[Start]
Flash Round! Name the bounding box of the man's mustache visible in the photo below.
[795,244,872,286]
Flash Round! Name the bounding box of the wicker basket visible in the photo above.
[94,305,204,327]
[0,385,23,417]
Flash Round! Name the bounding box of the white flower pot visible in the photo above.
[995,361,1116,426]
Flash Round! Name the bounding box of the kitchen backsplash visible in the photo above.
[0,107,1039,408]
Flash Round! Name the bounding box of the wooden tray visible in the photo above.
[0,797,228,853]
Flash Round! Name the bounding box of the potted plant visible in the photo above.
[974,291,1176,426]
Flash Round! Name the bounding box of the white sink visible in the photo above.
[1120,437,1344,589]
[End]
[Start]
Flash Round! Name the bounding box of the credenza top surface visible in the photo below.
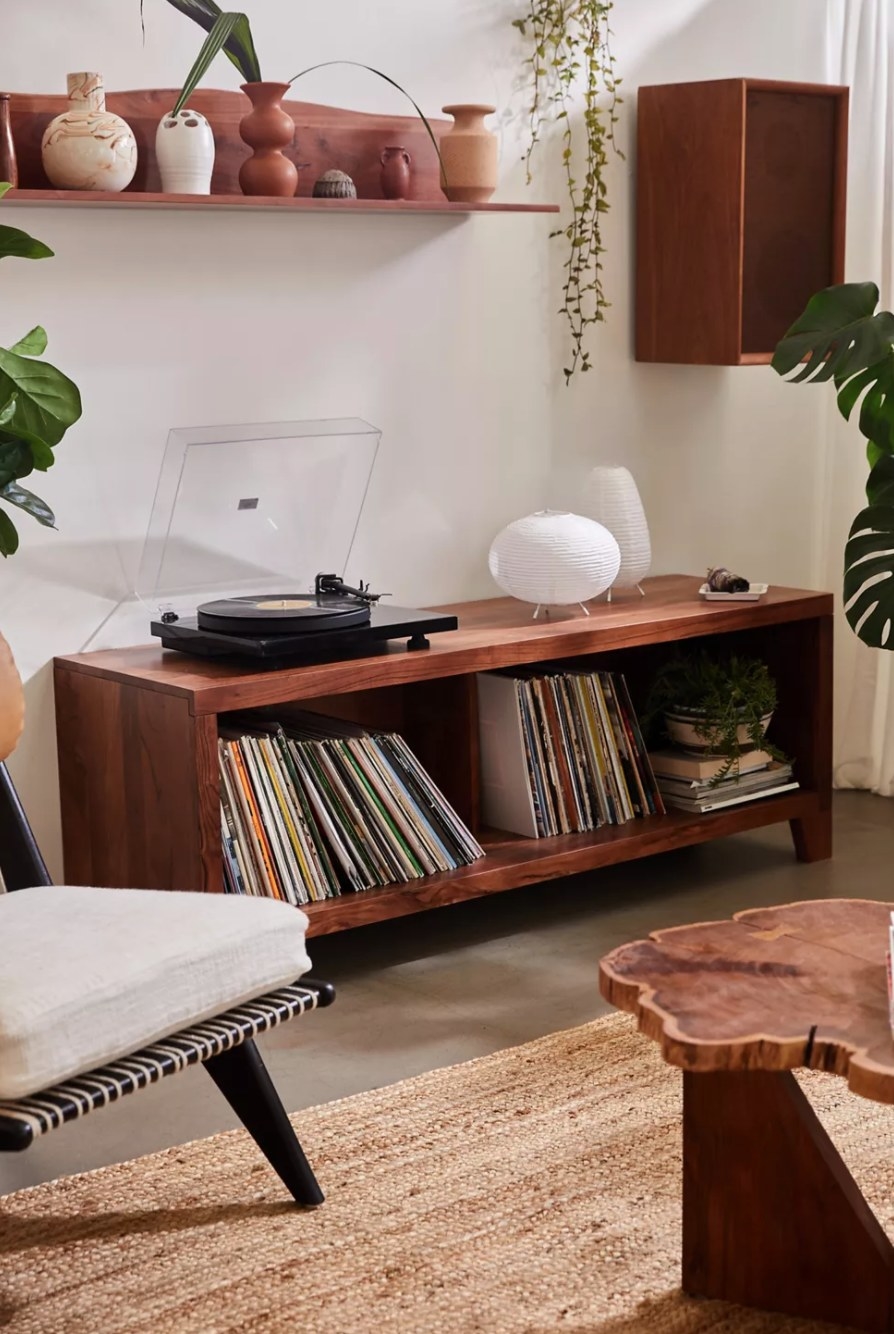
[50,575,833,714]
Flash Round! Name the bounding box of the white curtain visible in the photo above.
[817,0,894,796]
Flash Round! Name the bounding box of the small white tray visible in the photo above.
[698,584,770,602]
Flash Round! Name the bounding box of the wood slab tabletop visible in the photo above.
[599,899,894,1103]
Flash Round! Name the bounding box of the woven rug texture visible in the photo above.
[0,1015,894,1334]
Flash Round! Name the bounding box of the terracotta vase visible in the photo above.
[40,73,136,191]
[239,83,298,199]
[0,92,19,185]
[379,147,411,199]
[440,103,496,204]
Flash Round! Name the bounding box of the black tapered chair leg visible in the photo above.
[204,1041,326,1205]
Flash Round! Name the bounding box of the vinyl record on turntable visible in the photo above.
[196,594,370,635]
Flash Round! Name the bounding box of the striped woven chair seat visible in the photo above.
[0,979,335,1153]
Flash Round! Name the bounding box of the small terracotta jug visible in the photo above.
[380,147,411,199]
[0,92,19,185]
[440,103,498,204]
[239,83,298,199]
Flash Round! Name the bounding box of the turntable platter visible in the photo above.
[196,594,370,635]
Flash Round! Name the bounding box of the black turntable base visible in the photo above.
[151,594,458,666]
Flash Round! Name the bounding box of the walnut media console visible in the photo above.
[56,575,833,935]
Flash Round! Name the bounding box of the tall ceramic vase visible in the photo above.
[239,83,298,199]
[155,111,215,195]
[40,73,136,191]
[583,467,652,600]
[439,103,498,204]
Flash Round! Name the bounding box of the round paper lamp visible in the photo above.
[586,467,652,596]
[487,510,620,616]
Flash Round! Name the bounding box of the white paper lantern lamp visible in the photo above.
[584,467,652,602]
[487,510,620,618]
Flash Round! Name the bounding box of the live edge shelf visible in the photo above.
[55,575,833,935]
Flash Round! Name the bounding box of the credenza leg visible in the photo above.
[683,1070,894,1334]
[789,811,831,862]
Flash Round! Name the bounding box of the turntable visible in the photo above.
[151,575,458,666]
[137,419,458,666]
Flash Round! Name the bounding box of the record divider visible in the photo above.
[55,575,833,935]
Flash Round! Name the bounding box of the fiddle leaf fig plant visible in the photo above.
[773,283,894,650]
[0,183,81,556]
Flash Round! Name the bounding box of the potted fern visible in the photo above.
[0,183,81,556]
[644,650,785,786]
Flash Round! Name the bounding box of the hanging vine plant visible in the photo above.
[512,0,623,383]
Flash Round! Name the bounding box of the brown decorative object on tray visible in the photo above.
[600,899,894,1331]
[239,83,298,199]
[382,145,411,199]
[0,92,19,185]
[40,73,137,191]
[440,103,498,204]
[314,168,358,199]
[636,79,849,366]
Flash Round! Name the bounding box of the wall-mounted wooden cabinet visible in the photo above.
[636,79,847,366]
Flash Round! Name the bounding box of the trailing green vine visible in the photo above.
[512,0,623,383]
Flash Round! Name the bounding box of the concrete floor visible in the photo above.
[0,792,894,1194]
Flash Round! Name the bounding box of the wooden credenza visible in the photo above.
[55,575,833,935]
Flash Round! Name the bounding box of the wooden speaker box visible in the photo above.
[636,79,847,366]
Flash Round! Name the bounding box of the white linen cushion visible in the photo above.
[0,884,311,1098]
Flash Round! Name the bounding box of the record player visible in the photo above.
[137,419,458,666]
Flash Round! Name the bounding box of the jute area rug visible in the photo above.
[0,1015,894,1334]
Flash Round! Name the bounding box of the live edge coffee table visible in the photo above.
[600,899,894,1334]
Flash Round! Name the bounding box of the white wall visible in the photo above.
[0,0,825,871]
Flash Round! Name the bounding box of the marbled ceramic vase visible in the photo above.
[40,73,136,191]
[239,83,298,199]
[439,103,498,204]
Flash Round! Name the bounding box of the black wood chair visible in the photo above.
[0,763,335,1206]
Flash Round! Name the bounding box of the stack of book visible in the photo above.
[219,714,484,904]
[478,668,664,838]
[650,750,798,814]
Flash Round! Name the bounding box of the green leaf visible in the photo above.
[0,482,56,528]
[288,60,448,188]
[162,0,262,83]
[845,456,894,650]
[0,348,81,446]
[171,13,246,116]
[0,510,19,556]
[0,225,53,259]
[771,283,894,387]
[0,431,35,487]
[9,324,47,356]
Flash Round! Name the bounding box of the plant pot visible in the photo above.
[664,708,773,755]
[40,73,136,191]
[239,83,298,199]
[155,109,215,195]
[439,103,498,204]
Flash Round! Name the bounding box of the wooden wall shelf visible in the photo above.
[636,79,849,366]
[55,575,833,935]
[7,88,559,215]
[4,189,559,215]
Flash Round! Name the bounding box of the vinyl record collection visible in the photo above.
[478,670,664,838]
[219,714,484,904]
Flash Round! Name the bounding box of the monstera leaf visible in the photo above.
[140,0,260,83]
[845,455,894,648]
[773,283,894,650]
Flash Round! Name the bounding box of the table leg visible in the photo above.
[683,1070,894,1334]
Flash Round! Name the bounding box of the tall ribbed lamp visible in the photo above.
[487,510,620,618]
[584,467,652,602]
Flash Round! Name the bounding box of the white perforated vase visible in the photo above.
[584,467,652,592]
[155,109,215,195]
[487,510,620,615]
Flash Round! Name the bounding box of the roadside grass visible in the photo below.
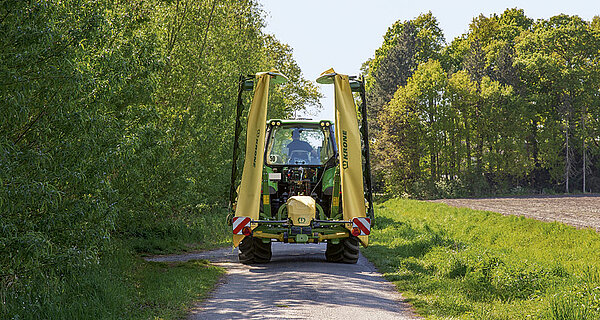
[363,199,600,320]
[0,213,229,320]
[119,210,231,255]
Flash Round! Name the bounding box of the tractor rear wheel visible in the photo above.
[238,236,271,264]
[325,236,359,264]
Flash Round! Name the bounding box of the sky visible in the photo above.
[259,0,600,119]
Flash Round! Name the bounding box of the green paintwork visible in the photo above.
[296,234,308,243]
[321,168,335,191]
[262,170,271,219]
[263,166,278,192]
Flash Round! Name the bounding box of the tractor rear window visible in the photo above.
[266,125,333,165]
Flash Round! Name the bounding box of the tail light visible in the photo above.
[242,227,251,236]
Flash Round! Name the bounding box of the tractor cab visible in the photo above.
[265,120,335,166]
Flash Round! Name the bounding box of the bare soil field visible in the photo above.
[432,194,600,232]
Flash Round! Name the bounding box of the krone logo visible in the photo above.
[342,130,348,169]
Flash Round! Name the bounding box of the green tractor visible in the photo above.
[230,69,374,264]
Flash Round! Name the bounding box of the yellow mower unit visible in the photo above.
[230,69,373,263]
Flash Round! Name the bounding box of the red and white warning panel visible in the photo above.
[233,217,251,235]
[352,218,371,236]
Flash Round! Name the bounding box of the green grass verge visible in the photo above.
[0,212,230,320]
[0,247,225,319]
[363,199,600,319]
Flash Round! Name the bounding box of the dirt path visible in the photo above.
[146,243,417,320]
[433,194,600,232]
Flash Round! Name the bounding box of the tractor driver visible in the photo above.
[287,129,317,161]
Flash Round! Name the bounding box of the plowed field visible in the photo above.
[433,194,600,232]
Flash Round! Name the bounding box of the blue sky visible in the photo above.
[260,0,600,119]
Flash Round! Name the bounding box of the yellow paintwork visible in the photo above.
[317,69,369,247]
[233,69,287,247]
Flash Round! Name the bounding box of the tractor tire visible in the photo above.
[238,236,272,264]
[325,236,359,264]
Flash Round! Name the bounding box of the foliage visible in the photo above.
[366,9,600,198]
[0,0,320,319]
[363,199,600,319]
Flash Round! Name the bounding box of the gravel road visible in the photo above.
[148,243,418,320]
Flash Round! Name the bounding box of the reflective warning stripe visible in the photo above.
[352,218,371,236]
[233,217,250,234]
[End]
AIM: Rename "Flash Round" to "Speed Round" in the lines that open with the one containing "Flash Round! Name the bounding box of the wooden wall" and close with the one containing "[119,210,231,255]", and give back only those lines with nothing else changed. Leave the pictures out of your answer.

COMPLETE ANSWER:
Speed Round! Name the bounding box of the wooden wall shelf visible in the photo above.
[636,79,849,366]
[55,575,833,935]
[7,88,559,215]
[4,189,559,215]
Speed Round! Name the bounding box of the vinyl record collection visible in the photo above.
[478,670,664,838]
[219,714,484,904]
Speed Round! Name the bounding box of the monstera leaf visible in the photo above.
[140,0,260,83]
[845,455,894,648]
[773,283,894,650]
Speed Round! Name the bounding box of the table leg visible in the photo above.
[683,1070,894,1334]
Speed Round! Name the bounding box of the tall ribbed lamp visible in the photo above.
[487,510,620,618]
[584,467,652,602]
Speed Round! Name the bounding box of the white perforated vase visible in the photo above.
[584,467,652,592]
[155,109,215,195]
[487,510,620,615]
Speed Round! Name the bounding box of the roadside grass visible in the photo below.
[363,199,600,320]
[0,213,229,320]
[119,210,231,255]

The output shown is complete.